_文書の抜粋_
-------------------------

新国立劇場「神々の黄昏」(2010.3.30)

30日(火)に行って来ました。いやはや、平日に良く行けたものです。ヘタすると、第3幕だけか?と思いましたが全部聴けました。結局、一番、良かったと思うのは第1幕ですね。だから最初から聴けて良かったです。
それにしても、この舞台って、イレーネ・テオリン様の独壇場に思えたのですが、私のファン心理なんですかね?彼女が歌い始めると、何か全てが一変するような気がしました。
第1幕は、最初のジークフリートの二重唱。イレーネさま、出だしはちょっと弱かったものの、どんどん良くなって行って、もう最後の方は、わたし「口ポカ状態」でした。スゴすぎる、なんなんだ?という感じ。私、感動すると、頭とコメカミのあたりがジーンとするので、ずっとそうなりっぱなしでした。

-------------------------

_入力資料_
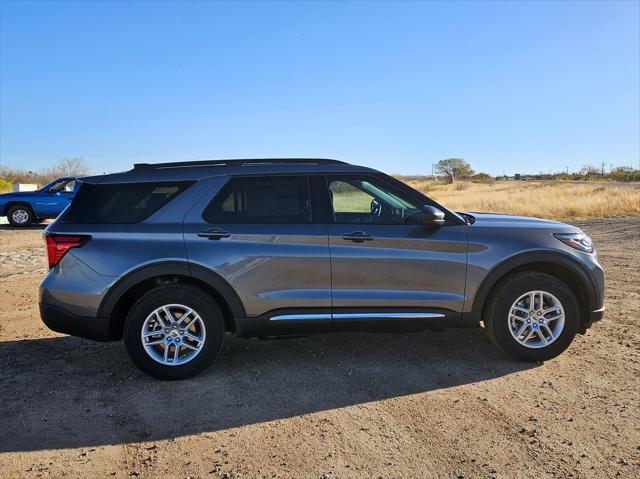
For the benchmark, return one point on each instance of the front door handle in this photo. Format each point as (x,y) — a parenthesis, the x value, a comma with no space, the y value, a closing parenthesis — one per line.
(357,236)
(214,233)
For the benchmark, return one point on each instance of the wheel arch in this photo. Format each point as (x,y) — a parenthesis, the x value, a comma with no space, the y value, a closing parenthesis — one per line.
(128,289)
(556,264)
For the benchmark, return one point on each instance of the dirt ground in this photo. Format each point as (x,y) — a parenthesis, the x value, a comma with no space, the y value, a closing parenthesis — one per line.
(435,404)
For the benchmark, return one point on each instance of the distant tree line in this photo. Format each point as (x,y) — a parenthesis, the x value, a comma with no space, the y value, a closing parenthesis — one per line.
(66,167)
(453,169)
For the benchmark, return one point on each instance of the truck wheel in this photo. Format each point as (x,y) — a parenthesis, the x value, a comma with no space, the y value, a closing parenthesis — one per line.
(20,215)
(532,316)
(174,331)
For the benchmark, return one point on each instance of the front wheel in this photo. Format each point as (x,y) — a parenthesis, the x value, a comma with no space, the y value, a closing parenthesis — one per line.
(174,332)
(532,316)
(20,215)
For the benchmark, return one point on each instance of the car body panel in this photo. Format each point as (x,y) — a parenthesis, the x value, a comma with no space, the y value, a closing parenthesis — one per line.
(402,266)
(269,265)
(306,276)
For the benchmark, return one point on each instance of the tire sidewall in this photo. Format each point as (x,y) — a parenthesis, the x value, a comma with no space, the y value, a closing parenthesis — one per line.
(20,207)
(510,293)
(185,295)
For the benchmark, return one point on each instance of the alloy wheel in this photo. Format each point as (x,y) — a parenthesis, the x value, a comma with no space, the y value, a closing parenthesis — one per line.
(173,334)
(536,319)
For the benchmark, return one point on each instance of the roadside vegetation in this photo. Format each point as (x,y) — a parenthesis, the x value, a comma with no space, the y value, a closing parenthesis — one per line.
(547,199)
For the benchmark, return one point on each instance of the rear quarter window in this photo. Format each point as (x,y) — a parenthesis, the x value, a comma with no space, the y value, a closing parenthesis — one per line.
(121,203)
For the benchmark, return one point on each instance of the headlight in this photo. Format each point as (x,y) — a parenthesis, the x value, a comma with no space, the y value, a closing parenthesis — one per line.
(579,241)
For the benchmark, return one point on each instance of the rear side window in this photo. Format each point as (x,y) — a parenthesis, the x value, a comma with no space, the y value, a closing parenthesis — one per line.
(223,207)
(121,203)
(271,199)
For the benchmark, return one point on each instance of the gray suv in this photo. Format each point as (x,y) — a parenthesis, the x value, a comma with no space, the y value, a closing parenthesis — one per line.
(172,256)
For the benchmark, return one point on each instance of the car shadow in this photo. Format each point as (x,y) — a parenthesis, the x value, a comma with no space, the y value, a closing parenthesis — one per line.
(67,392)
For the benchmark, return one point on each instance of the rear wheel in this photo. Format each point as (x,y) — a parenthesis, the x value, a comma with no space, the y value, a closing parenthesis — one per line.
(20,215)
(532,316)
(174,332)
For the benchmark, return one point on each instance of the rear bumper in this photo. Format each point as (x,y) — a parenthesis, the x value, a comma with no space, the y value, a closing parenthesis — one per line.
(64,322)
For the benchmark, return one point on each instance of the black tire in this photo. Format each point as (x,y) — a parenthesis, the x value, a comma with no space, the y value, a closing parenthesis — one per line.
(23,210)
(506,292)
(186,295)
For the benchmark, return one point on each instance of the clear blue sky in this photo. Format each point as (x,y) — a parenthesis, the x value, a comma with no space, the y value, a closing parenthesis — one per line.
(509,86)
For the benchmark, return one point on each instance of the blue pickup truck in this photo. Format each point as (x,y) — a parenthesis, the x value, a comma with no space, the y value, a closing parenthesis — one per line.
(25,208)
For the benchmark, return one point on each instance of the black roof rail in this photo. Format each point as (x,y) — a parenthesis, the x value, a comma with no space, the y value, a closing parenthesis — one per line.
(236,162)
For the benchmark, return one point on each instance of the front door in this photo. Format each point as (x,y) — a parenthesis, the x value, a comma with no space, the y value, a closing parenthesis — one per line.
(385,264)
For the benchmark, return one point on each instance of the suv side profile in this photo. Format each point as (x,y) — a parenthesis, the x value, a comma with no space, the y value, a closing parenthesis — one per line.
(171,256)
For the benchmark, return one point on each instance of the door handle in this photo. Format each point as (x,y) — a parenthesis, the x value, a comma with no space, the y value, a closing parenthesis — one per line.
(357,236)
(214,233)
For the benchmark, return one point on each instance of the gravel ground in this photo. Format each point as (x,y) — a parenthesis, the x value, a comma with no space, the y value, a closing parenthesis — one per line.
(434,404)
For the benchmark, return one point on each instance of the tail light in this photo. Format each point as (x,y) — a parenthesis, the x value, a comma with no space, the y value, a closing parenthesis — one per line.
(58,245)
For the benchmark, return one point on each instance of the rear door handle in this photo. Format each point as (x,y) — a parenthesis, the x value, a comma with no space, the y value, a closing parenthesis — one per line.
(214,233)
(357,236)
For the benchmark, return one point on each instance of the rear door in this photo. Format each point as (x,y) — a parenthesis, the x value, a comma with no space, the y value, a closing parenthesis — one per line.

-------------------------

_問題と課題_
[A] 記録の「of the gravel」を含む行から記録の末尾までを、空行を除き、「番号」と「行」の2列からなるMarkdownの表として示してください。
[B] 新国立劇場の『神々の黄昏』の観劇記を、最後の文の後から続けて書いてください。

_最終解答_
[A]
| 番号 | 行 |
|---|---|
| 1 | For the benchmark, return one point on each instance of the gravel ground in this photo. Format each point as (x,y) — a parenthesis, the x value, a comma with no space, the y value, a closing parenthesis — one per line. |
| 2 | (434,404) |
| 3 | For the benchmark, return one point on each instance of the tail light in this photo. Format each point as (x,y) — a parenthesis, the x value, a comma with no space, the y value, a closing parenthesis — one per line. |
| 4 | (58,245) |
| 5 | For the benchmark, return one point on each instance of the rear door handle in this photo. Format each point as (x,y) — a parenthesis, the x value, a comma with no space, the y value, a closing parenthesis — one per line. |
| 6 | (214,233) |
| 7 | (357,236) |
| 8 | For the benchmark, return one point on each instance of the rear door in this photo. Format each point as (x,y) — a parenthesis, the x value, a comma with no space, the y value, a closing parenthesis — one per line. |

[B]
「早く再登場してよ!」と期待に胸ふくらませ、「ヴァルトラウトの語り」。いつもはポーッと聴いている部分なのに、何とまたこれが素晴らしかった。そして、とりわけ感銘を受けたのは、最後のクライマックス、leuchtet mir Siegfrieds Liebe:(ジークフリートの愛がかがやく) ですね。この歌詞の最強音の段階ですごかったのですが、更に「おおお」と思ったのは、その直後、静かに、Siegfrieds Liebe!と歌うところの表現です。
この部分って、こんなに素晴らしかったのか、と思いました。大げさでなく、これを聴けただけで、来た甲斐があったと思いました。家に帰って、コペンハーゲン・リングのこの部分を聴いてみたのですが、今聴いてみたほどではなかったので、これは「今の」彼女の表現ですね。また、オケもそれに合わせていたので、指揮者ともどもの表現だったような気がします。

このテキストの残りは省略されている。